**Stated task:**
Can you pick out every line in the records below that contains the string "with" and copy each one? Treat uppercase and lowercase as different.

----

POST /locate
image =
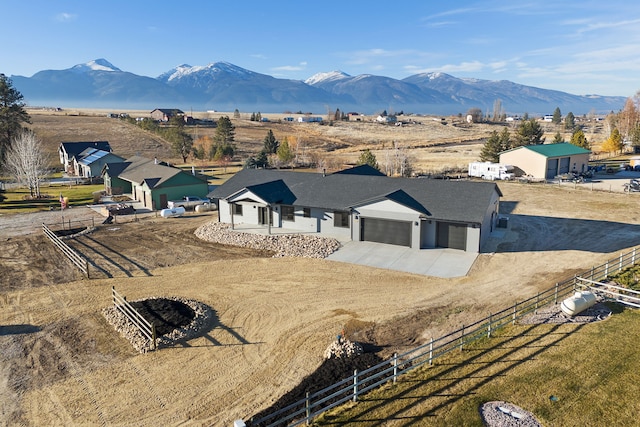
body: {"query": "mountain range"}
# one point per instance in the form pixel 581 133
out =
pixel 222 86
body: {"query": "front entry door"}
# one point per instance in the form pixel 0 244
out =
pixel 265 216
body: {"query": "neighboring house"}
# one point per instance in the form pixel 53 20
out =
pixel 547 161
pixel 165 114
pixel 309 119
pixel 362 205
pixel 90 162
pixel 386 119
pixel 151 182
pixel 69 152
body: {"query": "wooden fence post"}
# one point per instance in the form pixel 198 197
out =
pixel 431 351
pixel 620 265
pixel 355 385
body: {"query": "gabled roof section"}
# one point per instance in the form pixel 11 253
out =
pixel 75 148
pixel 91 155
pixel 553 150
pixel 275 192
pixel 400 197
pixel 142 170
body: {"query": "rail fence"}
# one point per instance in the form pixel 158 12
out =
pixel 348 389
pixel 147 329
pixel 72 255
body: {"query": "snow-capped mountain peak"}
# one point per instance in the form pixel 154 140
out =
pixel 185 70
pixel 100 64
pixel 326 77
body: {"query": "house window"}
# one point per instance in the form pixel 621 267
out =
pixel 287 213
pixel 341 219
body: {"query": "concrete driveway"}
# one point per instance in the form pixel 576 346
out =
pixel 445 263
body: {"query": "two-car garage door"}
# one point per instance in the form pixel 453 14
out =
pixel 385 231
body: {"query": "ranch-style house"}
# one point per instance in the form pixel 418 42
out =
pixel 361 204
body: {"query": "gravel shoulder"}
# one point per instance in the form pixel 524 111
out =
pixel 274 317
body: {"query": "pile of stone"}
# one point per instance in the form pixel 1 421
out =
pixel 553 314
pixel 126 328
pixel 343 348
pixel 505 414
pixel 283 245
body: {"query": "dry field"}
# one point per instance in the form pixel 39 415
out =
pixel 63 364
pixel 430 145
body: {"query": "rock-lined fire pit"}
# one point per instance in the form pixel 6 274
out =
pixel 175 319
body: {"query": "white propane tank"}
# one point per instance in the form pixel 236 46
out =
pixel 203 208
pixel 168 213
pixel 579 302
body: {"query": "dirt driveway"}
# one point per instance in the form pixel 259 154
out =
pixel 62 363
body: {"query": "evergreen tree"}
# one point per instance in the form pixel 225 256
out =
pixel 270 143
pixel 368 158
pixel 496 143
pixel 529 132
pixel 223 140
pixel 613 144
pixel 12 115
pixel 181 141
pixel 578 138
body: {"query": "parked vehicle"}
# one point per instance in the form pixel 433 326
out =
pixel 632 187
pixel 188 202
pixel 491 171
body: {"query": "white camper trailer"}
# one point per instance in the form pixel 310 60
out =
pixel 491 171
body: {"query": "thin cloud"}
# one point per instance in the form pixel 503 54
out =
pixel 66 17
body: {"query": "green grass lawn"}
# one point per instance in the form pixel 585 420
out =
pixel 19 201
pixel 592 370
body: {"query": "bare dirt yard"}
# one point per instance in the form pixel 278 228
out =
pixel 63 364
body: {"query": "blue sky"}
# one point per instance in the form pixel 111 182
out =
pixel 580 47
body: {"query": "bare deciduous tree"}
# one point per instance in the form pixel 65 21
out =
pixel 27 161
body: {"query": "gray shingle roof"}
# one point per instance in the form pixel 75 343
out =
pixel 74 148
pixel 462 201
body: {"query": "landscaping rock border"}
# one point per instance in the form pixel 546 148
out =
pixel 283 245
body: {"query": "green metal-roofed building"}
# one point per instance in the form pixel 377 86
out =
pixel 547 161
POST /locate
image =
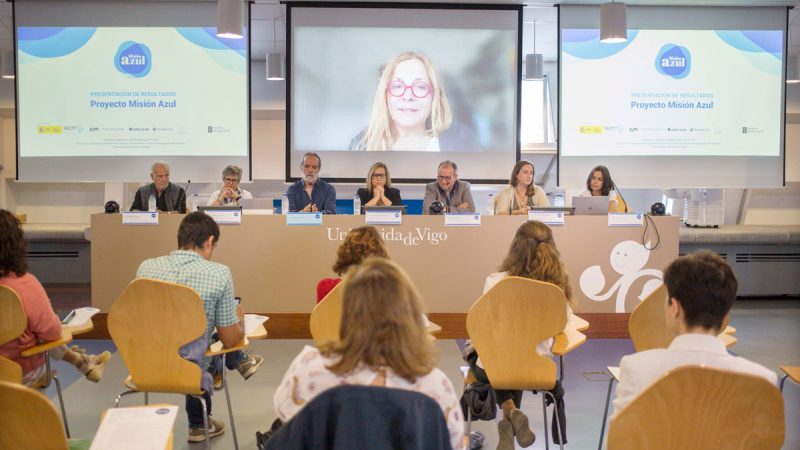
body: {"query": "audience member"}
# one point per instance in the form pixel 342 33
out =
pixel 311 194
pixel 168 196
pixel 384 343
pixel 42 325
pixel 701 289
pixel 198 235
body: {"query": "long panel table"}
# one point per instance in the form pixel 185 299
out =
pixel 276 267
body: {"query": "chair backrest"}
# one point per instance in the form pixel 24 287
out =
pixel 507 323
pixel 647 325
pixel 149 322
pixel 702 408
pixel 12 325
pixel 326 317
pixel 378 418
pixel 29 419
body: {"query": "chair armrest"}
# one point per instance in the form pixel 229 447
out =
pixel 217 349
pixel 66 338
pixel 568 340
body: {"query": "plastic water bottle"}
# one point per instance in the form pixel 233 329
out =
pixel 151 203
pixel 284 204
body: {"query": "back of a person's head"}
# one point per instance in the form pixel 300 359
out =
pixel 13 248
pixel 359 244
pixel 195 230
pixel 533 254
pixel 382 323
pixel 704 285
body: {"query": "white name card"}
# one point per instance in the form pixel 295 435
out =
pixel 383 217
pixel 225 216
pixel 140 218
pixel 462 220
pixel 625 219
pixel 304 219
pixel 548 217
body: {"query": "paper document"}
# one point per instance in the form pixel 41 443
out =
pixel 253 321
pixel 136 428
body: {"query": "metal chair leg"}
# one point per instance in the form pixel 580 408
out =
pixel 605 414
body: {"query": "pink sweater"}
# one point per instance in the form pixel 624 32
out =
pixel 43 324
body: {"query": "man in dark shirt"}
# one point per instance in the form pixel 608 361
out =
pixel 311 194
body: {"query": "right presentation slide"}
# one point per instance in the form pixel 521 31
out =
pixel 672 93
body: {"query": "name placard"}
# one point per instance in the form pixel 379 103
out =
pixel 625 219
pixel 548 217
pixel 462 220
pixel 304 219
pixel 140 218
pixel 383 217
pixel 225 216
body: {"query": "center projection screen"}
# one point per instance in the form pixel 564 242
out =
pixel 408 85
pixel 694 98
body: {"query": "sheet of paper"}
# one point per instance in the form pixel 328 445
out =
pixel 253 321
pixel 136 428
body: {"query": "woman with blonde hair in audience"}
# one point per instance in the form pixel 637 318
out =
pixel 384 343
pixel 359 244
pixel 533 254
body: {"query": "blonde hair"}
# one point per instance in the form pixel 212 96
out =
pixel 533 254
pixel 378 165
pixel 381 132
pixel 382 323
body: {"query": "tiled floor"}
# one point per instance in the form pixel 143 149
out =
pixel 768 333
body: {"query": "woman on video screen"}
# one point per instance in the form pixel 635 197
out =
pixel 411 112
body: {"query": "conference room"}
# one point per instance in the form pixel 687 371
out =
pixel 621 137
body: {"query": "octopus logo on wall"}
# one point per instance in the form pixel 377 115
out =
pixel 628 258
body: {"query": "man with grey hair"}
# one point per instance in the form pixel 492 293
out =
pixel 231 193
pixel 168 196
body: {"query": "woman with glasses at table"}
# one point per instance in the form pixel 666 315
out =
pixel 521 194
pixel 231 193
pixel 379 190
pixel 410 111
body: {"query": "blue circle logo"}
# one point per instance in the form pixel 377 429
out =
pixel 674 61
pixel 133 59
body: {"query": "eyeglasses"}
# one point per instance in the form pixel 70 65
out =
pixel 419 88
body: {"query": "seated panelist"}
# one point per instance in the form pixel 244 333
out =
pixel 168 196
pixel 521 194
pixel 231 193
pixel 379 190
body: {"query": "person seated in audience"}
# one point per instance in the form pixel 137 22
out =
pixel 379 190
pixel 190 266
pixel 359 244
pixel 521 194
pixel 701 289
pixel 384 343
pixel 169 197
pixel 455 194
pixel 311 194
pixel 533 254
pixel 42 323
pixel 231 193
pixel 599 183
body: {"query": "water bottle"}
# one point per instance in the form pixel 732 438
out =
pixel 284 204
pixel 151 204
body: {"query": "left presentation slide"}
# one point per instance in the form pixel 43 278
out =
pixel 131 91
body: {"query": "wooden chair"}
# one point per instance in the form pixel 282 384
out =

----

**Finished answer:**
body: {"query": "woman with blonde hair in audience"}
body: {"query": "man with grey hair"}
body: {"query": "woman with glasses at table"}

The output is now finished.